Instruction: Reproduce the material from the line with "of the dark" to the line with "[(309, 435), (262, 413), (368, 368)]", swapping "tuples" for "pairs" and leaving everything else unchanged.
------------------------------------------------
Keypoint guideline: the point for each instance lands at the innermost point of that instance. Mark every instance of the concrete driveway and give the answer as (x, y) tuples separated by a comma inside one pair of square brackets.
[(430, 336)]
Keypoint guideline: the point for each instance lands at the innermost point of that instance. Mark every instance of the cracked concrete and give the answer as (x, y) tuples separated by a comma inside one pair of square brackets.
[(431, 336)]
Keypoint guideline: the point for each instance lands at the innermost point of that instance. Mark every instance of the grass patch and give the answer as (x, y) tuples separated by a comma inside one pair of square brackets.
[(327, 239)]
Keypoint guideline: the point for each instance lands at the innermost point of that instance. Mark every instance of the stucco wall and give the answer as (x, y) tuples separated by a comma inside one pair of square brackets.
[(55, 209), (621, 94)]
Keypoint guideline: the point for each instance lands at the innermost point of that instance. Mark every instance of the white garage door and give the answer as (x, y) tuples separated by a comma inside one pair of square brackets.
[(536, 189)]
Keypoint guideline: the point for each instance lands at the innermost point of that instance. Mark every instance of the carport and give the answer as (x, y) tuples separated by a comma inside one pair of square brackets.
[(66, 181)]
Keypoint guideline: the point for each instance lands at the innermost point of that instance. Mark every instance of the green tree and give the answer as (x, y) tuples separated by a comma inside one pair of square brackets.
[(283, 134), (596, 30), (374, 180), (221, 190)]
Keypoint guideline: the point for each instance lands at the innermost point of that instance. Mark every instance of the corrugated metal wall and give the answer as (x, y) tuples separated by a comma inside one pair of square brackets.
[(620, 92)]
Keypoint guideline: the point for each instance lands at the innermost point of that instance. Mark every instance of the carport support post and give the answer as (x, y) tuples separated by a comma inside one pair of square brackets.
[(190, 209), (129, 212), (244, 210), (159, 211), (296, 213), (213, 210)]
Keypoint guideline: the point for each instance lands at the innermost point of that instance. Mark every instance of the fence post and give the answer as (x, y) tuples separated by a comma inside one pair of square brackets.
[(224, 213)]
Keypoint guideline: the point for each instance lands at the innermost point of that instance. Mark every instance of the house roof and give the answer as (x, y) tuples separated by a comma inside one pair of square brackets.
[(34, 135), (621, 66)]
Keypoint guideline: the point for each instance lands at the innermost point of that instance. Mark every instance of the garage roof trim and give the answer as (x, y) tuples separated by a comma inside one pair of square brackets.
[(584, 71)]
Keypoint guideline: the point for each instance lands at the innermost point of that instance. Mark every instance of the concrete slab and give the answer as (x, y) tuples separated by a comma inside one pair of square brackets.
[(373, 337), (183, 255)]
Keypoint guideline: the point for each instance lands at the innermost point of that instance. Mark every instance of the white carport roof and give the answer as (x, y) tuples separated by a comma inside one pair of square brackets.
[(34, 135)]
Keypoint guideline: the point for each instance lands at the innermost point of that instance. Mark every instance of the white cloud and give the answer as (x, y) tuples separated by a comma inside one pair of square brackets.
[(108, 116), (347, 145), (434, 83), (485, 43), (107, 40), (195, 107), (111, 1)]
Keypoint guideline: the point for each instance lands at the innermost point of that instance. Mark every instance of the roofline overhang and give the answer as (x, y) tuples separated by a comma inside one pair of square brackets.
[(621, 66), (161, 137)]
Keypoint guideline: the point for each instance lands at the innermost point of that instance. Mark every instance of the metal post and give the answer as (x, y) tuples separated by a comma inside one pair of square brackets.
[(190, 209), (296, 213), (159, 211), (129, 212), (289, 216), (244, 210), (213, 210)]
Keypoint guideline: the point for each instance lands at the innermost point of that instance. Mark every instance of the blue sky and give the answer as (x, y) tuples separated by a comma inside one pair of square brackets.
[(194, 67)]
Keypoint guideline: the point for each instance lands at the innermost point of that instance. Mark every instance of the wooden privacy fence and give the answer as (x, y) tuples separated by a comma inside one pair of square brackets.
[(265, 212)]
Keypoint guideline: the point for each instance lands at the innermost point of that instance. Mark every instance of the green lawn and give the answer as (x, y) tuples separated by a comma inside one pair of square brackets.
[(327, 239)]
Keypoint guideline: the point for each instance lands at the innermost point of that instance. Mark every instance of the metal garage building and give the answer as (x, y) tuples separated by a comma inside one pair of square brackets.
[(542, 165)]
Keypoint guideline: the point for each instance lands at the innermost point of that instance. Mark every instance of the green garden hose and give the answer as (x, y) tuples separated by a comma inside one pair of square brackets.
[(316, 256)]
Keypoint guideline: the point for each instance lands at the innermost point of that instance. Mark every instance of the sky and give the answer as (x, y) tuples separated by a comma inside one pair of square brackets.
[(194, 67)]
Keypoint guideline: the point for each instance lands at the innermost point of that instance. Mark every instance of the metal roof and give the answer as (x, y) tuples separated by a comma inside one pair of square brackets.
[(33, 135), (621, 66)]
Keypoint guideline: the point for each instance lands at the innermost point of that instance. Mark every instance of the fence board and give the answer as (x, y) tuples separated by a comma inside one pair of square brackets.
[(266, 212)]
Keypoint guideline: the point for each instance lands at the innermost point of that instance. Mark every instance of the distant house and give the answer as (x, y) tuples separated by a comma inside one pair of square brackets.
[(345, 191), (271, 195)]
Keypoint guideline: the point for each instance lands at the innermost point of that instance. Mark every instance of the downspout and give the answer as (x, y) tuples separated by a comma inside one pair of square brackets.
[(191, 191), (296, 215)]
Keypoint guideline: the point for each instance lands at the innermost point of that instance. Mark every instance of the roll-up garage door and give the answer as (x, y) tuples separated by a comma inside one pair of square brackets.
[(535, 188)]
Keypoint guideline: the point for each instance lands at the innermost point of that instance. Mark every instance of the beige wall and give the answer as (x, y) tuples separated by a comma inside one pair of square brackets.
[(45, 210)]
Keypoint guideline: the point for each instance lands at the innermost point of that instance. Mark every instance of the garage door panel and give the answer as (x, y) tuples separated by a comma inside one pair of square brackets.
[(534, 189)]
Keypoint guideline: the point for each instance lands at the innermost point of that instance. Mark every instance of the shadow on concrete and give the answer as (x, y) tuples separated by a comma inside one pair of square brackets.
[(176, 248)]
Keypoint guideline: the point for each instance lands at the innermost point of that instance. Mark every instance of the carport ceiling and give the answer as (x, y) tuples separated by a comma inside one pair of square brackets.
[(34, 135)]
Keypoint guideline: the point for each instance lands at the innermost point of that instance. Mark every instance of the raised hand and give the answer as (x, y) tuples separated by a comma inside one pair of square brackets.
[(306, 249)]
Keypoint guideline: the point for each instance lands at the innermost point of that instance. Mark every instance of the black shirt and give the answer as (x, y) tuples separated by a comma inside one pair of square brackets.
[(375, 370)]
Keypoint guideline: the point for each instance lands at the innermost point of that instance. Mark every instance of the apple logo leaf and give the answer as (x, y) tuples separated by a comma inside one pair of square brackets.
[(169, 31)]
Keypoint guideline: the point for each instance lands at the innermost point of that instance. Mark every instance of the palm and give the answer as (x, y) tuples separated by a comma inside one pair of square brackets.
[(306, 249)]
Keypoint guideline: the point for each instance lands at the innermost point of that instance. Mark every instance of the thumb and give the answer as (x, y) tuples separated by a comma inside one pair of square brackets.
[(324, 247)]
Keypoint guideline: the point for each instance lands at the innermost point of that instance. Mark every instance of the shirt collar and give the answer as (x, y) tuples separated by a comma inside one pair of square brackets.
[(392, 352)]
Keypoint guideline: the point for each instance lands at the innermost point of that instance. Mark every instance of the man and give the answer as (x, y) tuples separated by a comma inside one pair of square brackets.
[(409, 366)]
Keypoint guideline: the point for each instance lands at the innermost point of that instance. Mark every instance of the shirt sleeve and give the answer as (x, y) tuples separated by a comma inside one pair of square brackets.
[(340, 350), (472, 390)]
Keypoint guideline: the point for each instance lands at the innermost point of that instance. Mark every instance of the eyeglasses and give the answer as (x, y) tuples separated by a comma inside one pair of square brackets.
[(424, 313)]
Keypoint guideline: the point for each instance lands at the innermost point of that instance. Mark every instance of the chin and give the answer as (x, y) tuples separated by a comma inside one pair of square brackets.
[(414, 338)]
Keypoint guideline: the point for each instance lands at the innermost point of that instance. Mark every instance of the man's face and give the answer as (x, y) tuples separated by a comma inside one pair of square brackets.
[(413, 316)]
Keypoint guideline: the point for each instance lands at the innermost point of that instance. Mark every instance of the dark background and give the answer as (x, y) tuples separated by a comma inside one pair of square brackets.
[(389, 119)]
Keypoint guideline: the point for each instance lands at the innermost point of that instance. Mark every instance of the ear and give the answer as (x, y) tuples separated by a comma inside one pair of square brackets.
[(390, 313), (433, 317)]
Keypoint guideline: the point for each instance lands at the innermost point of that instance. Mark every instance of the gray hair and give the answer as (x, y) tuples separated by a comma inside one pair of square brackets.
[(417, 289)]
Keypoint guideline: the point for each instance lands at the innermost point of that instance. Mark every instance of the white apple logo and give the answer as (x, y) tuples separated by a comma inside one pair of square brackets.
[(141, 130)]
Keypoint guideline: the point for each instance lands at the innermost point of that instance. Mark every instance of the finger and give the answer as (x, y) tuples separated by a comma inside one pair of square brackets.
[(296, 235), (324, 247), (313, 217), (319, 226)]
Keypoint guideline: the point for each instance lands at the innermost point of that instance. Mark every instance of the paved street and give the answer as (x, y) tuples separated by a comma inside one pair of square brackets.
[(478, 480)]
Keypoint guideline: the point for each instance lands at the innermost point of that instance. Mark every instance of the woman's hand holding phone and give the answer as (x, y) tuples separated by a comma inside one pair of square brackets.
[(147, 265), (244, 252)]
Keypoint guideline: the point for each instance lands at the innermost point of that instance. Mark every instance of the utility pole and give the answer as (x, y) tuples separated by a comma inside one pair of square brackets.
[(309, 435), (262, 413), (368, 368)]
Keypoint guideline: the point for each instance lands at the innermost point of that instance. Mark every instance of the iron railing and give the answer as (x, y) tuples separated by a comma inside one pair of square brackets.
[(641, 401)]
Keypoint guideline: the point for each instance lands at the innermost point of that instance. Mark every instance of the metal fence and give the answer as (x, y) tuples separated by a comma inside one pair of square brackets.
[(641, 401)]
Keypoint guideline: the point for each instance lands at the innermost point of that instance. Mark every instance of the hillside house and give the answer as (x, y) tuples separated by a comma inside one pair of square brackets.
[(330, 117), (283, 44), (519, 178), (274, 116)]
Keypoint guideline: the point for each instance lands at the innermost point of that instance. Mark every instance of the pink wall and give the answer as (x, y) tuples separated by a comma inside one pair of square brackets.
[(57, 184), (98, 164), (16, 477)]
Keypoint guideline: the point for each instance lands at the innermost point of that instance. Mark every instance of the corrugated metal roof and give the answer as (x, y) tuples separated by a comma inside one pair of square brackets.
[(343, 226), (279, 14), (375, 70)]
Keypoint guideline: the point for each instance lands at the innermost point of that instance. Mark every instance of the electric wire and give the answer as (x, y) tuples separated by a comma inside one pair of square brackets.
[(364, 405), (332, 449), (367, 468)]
------------------------------------------------
Solution below:
Keypoint guideline: the point for each instance lands at the innermost point of that instance. Mark every instance of the dark background and give the answer as (x, y) pairs separated by a comma inside one pair of square brackets.
[(389, 119)]
Keypoint guideline: the point for each instance lands at the innermost point of that instance. Mark every instance of the ear and give the answer as (x, y) pairs separated by a comma inside one pair of square brackets.
[(390, 313), (433, 317)]
Keypoint guideline: the point for each instance lands at the innermost point of that instance. Mark every instance of the gray hair and give the answer as (x, y) pairs separated by a comma inside one pair of square brackets.
[(417, 289)]
Keypoint guideline: the point for each instance lands at the innermost point of that instance. Mark every instance of the white apple logo and give the answer as (x, y) pairs separated by a comma inside one pair of square brackets.
[(141, 130)]
Keypoint guideline: the point for each instance lands at the innermost point of that instance. Mark every instance of the finger and give the answer as (x, y) pairs separated by a comma inside one pair of square brackets.
[(296, 235), (324, 247), (313, 217), (319, 226)]
Keypoint guideline: the point for each instance lands at the innermost point of that instance. Mark every instance of the paved street and give the answer as (x, y) pairs separated by a comma inside one pair of square brackets.
[(478, 480)]
Keypoint guideline: the point for each instance lands at the innermost point of that instance. Mark every instance of the woman's hand holding phone and give the answer as (x, y) pairs separated by a comma inside one pair of square brackets.
[(147, 265), (244, 252)]
Keypoint guideline: the point for each instance lands at the innermost point of that instance. Mark every instance of the utility pole and give the answer as (x, y) pairs separated by a comma inside one pair of square brackets.
[(309, 435), (262, 413), (368, 368)]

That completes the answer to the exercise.